**EXCERPTED RECORDS:**
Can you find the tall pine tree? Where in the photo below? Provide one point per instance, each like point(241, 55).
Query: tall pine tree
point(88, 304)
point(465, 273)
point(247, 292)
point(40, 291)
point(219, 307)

**PROMPT:**
The full listing should be reproduced exactly.

**REPLY:**
Can you find the tall pine tree? Where in the photo below? Provide one point per instance, each like point(241, 55).
Query: tall pine tree
point(88, 304)
point(465, 273)
point(247, 292)
point(40, 291)
point(219, 307)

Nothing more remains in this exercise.